• _Yönerge 1_:
Kayıtlarda, içinde "of the concrete" geçen satırdan başlayıp kayıtların sonuna kadar uzanan satırları, iki uç da dahil olmak üzere yalnızca bu satırları eksiksiz biçimde yeniden yazınız. Yanıtlardaki her nokta koordinatını 2,1 ile çarpınız ve tam sayıya yuvarlayınız; buçuklu değerleri yukarı yuvarlayınız.

++++ Alıntılanan Metin

Her şey kalın bir perdeleme çabasının ardına saklanıyor bu menzilde. Sekiz yaşındaki ol Narin Güran’ın katledilmesinden sonra çıkagelen adalet yarım kalmayacak, katiller er ya da geç bulunacaktır sözlerine rağmen, bir kere daha aleni olan bir cinayet failleri mutlak iktidarın mimli bir şahsiyetinin de çabalarıyla birlikte örtbas edilme yoluna girilir. Ne ol yaradan haber vardır, ne de tek satır ne oldu da bir çocuğa kıyıldı bir kere daha bu menzil, şu sahnede ona dair bir bahis. Yönelimini herkese kucak açarak var ettiğini bildiren bir yönetim katının, partisinin var ettiği mültecilere kol kanat geriyoruz, onlarsız olmaz bu yer şu ülke sayıklamasının da on beş yaşında Gaziosmanpaşa’da katledilen, Abdullatif Davvara’nın 18 ile 20 yaşları arasındaki beş insanımsı varlığın tutuklanması dışında sahi bir adalet tahayyülüne yer var mıdır? Kayıtsızlık, onlar da buralara gelmeseydi, ülkemiz bize ancak yetiyor, kendi başlarının çaresine baksalardı bahislerinden korkakların sonu ödlek ördekler gibi katledilmektir, iyi olmuş diye bildire duran çevrimiçi sanal agoraları kaplayan nidaların ortasında var edilen bir çürümedir. İktidarın savunduğu arka kolladığı falan söz konusu değilken, sırf sermayenin ucuz iş gücü olarak gördüğü, etinden sütünden ve dahi sigortasıyla gündelik rızkını arzu ettiği gibi delik deşik ettiği, hiç kılabildiği eleman açığı için kullanıla gelenlerin katledilmelerinden sonra ortaya çıkan imgedir mesel bütün bu ülke dahilinde. Bir kere daha hayatın hiçleştirilmesi gailesinin ulaştığı korkunç boyuttur sorun. Tümüyle inkar edilmiş hayatları göz ardı edebilme cüretinin vardığı eşiktir mesele. Kayıtsızlık çoğaldıkça, elini korkak alıştırmayan cerahat erkinin birbirini doğrayan memleket sahiplerinin yeniden diğerlerine / ötekilerine saldırma cüretini var etme halidir güncel pratik, hakiki sorun. Görebilene, görmek isteyene.

++++++++

• _Yönerge 2_:
Alıntılanan metne göre aşağıdaki soruları yanıtlayınız.
(a) Narin Güran kaç yaşındadır?
(b) Abdullatif Davvara nerede ve kaç yaşında katledilmiştir?
(c) Abdullatif Davvara'nın ölümünün ardından kaç kişi tutuklanmıştır ve bu kişilerin yaşları hangi aralıktadır?

++++ Gösterilen Kayıtlar

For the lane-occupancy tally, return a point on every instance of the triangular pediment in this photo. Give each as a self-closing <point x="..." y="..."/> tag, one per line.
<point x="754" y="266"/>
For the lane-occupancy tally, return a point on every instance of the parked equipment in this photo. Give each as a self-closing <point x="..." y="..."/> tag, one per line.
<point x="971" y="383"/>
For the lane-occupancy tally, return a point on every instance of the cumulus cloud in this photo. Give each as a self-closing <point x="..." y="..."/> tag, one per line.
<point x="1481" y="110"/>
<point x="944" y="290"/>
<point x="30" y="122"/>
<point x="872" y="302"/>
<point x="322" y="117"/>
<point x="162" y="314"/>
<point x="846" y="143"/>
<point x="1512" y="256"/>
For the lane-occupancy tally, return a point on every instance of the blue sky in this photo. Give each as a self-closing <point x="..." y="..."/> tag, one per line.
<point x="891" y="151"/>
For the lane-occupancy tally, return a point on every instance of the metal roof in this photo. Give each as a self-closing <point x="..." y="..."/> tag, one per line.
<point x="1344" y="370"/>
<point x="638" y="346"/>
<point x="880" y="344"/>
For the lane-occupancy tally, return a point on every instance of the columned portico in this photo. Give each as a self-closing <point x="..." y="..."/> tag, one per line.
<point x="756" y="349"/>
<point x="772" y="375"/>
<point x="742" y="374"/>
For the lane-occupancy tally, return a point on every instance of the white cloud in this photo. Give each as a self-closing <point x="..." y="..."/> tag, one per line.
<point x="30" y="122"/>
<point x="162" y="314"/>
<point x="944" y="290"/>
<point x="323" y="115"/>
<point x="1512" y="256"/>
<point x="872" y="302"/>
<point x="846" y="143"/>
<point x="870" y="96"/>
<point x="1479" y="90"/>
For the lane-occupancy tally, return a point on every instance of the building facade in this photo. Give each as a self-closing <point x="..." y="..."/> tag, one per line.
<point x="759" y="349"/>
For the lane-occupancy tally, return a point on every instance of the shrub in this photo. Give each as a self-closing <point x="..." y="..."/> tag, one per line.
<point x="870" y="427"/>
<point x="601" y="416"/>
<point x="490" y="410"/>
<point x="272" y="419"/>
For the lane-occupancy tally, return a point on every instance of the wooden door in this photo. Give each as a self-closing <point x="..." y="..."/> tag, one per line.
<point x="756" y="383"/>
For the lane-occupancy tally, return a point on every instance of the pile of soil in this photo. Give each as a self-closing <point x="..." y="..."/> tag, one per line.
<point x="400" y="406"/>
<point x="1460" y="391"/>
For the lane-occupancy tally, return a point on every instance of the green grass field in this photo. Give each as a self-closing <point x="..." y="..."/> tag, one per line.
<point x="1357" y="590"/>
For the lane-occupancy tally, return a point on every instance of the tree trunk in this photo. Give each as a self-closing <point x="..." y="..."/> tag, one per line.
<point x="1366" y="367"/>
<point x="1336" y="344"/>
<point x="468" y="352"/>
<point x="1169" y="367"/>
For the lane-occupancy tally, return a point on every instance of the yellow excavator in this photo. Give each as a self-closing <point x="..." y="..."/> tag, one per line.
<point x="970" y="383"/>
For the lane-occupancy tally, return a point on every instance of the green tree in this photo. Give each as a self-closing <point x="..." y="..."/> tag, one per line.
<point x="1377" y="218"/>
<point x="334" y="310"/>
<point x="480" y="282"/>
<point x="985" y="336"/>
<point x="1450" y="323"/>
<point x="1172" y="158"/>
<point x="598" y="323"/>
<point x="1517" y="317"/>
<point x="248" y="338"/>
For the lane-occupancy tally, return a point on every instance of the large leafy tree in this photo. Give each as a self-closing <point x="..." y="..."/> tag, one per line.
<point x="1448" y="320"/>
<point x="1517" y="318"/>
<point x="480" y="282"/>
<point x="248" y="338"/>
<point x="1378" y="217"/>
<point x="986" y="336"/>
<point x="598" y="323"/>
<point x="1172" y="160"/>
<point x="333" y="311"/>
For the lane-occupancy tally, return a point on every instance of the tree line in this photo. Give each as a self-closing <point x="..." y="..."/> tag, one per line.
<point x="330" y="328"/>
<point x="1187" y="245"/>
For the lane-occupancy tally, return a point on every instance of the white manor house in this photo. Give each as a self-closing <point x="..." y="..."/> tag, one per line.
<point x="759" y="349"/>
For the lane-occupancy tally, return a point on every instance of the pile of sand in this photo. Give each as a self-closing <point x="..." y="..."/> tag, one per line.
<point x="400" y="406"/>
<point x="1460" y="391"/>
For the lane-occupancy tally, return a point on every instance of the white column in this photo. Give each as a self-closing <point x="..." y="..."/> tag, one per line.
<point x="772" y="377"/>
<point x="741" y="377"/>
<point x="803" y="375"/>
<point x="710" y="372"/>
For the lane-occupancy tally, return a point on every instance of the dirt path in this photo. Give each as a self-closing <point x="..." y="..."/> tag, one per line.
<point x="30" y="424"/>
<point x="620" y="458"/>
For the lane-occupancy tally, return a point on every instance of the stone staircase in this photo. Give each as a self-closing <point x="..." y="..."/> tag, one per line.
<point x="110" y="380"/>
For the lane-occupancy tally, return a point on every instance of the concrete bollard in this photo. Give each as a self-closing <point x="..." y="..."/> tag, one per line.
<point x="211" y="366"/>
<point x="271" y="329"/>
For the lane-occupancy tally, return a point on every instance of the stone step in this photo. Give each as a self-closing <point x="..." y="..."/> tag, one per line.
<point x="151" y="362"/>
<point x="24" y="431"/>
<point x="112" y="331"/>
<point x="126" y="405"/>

++++++++

• _Görev Çıktısı 1_:
For the lane-occupancy tally, return a point on every instance of the concrete bollard in this photo. Give each as a self-closing <point x="..." y="..."/> tag, one per line.
<point x="443" y="769"/>
<point x="569" y="691"/>
For the lane-occupancy tally, return a point on every instance of the stone step in this photo. Give each as a self-closing <point x="..." y="..."/> tag, one per line.
<point x="317" y="760"/>
<point x="50" y="905"/>
<point x="235" y="695"/>
<point x="265" y="851"/>

• _Görev Çıktısı 2_:
(a) Sekiz yaşındadır.
(b) Gaziosmanpaşa'da, on beş yaşında katledilmiştir.
(c) Beş kişi tutuklanmıştır; yaşları 18 ile 20 arasındadır.